#### EXTRACTED RECORDS
[BEGIN]
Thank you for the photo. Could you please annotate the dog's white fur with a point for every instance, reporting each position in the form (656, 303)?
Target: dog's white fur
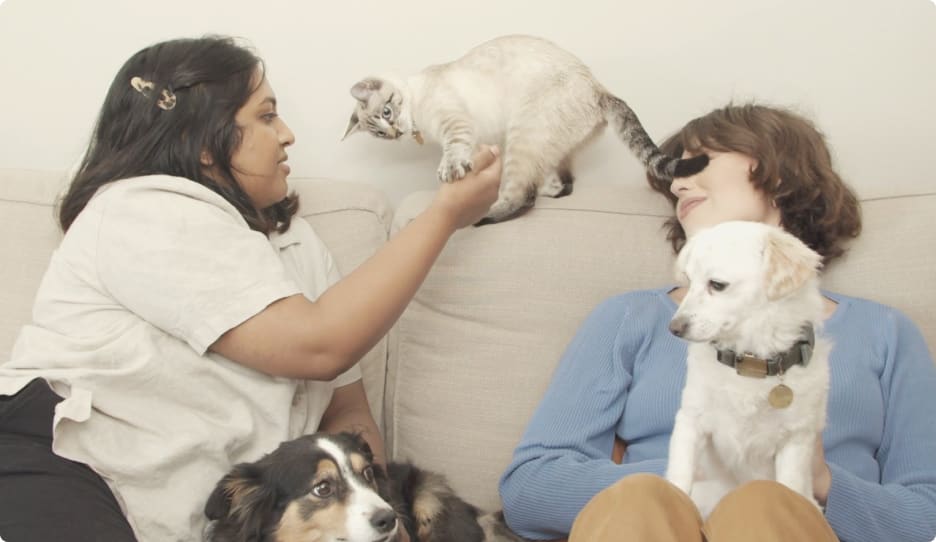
(726, 433)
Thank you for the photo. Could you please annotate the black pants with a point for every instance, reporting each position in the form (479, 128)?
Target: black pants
(44, 497)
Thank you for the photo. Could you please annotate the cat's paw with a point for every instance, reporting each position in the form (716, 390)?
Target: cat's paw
(454, 166)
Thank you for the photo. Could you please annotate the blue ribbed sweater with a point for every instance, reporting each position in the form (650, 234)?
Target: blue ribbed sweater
(623, 374)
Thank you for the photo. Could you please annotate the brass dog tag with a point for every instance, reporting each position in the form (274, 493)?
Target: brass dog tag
(781, 396)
[END]
Starting at the line that contains "Thank you for the photo. Could you please annotate the blue" and ending at the end of the items, change "sweater" to "cardigan" and give those lines again with nothing else altered.

#### RESULT
Thank you for the photo. Could you please annotate the blue ribbed cardigan with a point for every instance, reporting each position in the form (650, 234)?
Target: blue ribbed cardigan
(623, 374)
Thank you for the photo. Could you please annotate the brass dog tag with a point for every instance, reporting each position in the form (274, 493)?
Target: brass dog tag
(781, 396)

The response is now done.